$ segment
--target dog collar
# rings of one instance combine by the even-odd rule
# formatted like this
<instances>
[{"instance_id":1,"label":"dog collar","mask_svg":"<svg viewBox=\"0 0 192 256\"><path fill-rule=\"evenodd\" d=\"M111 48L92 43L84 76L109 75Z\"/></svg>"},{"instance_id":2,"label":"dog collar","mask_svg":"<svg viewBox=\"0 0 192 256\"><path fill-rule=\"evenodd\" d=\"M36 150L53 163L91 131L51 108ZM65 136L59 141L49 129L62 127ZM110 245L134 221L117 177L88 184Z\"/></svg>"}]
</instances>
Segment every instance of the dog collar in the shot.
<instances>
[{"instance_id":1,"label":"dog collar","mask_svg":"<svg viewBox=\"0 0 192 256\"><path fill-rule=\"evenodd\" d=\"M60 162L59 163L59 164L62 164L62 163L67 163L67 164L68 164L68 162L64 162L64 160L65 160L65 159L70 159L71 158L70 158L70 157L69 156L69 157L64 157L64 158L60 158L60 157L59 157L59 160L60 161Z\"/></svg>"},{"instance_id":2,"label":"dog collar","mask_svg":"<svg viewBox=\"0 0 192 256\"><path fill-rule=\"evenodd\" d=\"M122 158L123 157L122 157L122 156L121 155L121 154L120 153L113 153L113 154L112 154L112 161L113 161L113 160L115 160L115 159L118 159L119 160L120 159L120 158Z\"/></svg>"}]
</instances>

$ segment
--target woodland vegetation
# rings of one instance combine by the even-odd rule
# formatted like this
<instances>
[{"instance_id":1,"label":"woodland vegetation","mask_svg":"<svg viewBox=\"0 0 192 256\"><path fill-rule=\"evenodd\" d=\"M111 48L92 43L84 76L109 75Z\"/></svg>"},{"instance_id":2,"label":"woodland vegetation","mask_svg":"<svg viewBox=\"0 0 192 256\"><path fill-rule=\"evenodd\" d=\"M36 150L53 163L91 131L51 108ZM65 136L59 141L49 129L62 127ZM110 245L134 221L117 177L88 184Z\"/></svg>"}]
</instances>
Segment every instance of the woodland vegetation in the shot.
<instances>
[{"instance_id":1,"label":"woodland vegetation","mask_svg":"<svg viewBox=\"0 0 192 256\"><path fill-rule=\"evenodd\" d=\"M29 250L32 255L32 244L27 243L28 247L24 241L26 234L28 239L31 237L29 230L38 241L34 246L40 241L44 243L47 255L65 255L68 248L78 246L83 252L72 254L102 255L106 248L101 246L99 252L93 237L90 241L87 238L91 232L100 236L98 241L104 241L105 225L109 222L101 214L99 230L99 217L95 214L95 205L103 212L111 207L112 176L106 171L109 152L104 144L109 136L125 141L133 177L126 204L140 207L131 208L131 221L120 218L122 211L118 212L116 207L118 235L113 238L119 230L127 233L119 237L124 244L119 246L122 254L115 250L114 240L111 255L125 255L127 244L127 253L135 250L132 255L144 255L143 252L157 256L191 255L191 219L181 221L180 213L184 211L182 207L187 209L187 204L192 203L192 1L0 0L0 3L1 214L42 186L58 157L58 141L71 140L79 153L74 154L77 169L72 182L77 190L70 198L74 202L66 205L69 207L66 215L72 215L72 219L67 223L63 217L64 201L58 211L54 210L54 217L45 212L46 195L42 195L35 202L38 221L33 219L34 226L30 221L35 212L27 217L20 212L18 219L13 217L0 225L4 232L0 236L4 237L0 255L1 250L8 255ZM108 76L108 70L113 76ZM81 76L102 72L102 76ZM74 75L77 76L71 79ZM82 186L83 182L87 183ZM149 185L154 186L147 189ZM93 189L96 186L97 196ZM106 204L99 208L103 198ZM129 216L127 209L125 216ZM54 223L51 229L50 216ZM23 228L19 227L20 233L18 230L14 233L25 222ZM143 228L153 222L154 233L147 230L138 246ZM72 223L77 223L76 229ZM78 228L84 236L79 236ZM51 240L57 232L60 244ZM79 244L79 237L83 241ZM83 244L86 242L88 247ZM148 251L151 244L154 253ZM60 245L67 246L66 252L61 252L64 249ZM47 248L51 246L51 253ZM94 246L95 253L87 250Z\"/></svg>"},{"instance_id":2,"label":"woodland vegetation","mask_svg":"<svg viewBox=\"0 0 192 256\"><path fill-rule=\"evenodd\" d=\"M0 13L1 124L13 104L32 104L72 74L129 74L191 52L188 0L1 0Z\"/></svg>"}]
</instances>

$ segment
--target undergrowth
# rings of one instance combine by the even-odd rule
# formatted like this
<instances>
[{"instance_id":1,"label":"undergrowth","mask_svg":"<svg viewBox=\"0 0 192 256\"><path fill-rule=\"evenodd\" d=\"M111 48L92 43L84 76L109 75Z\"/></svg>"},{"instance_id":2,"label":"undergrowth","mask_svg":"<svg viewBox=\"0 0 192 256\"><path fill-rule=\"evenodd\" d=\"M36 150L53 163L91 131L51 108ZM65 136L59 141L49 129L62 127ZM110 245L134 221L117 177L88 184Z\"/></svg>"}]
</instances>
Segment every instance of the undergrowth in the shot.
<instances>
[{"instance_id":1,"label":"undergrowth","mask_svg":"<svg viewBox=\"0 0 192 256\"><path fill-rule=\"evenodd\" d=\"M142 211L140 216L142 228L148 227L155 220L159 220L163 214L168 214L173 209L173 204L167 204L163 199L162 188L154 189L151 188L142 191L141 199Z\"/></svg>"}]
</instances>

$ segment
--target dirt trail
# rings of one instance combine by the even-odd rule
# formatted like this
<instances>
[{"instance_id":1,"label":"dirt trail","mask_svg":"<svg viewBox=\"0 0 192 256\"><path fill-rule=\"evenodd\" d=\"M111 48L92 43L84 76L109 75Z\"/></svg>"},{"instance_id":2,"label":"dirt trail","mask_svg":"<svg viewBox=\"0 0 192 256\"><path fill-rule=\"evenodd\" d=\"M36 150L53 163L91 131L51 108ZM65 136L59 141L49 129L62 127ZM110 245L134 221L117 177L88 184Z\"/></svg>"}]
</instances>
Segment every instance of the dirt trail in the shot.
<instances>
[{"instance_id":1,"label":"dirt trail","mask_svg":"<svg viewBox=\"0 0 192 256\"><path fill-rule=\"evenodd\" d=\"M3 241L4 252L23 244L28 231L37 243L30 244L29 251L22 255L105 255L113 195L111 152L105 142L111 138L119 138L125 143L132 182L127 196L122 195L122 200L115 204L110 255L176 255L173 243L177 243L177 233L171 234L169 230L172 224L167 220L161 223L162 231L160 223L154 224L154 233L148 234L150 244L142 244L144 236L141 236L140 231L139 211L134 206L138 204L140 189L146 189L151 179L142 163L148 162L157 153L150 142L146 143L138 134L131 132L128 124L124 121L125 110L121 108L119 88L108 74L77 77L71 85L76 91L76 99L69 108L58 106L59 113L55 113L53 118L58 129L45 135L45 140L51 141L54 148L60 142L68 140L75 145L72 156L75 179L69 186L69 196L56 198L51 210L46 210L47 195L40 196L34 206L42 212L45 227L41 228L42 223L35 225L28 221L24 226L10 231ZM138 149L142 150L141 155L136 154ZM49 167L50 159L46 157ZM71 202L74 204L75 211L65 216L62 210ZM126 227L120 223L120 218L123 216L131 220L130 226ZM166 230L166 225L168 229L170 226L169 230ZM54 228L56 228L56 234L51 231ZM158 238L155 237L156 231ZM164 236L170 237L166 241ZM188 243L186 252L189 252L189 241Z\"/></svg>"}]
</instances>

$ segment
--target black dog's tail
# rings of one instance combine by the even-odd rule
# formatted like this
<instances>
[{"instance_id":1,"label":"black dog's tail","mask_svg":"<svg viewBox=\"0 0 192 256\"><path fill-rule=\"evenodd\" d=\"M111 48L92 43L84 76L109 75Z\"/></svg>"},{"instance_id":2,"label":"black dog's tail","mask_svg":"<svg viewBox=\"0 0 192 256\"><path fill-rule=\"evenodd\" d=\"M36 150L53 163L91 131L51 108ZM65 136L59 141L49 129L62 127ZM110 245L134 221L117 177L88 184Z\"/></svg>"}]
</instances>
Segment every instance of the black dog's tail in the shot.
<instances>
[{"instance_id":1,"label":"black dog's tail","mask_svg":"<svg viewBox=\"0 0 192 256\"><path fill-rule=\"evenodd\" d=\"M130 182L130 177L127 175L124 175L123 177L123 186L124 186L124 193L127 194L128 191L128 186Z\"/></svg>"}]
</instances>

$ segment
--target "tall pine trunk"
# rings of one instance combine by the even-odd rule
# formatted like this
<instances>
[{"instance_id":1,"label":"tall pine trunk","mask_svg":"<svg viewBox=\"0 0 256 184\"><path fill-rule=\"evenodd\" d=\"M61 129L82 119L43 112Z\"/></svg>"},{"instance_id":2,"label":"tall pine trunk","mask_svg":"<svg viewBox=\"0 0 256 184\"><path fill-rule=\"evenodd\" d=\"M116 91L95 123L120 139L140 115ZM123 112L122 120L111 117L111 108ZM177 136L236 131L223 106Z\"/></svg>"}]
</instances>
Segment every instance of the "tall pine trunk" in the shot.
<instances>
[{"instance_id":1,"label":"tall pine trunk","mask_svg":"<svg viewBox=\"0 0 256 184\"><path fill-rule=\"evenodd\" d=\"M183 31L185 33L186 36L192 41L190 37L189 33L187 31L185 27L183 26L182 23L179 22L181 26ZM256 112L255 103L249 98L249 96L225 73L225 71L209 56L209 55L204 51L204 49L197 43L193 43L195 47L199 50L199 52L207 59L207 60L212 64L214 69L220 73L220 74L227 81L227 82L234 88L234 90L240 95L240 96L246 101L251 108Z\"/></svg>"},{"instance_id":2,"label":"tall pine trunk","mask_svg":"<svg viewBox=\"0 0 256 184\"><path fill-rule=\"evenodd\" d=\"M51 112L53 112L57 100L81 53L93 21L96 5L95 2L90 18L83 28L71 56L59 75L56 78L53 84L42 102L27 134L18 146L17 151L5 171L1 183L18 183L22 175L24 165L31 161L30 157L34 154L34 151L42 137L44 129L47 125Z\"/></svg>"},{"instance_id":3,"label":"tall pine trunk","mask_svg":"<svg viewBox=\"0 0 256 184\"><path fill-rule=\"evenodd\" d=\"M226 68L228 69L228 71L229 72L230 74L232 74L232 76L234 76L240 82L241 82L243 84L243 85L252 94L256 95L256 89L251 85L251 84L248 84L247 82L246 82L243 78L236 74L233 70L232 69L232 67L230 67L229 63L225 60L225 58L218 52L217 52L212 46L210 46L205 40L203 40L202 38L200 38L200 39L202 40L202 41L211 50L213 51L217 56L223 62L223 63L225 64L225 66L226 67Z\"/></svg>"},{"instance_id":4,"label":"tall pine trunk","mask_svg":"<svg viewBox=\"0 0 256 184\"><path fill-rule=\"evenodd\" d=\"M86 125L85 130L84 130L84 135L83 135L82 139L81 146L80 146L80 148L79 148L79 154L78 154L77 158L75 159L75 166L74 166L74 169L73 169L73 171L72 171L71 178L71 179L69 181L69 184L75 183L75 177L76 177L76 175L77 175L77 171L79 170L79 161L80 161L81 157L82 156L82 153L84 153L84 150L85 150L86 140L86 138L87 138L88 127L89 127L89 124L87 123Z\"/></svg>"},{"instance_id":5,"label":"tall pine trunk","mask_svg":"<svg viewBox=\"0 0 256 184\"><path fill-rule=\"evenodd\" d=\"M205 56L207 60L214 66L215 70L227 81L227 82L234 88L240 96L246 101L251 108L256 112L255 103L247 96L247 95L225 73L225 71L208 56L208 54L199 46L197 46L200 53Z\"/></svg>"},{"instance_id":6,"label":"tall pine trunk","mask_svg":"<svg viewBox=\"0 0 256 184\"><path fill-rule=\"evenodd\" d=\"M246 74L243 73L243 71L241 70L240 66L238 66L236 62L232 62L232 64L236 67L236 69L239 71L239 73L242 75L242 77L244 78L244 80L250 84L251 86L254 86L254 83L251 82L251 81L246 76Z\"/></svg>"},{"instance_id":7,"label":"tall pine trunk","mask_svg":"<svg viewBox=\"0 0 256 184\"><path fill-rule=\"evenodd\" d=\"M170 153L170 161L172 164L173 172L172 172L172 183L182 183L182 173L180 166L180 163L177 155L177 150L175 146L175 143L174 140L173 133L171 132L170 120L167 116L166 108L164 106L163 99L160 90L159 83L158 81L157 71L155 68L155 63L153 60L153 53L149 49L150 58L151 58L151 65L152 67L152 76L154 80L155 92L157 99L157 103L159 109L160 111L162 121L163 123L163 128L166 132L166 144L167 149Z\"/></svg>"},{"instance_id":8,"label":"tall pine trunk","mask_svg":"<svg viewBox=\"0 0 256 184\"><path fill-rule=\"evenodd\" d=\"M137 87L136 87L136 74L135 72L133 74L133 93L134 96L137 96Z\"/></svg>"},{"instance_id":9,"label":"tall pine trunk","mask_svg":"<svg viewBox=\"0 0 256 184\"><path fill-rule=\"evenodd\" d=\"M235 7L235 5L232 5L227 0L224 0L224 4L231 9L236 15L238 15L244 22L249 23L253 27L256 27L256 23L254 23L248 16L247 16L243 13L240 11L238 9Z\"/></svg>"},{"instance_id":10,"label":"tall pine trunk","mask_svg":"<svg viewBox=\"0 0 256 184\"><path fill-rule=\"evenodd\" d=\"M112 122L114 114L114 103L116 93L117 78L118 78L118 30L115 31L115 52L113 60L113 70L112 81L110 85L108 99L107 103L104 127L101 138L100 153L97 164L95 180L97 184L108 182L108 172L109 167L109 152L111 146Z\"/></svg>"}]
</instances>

▸ TASK OBJECTIVE
How many lines of the data above contain the word "every"? Give only the number.

▸ SOLUTION TO THIS EXERCISE
6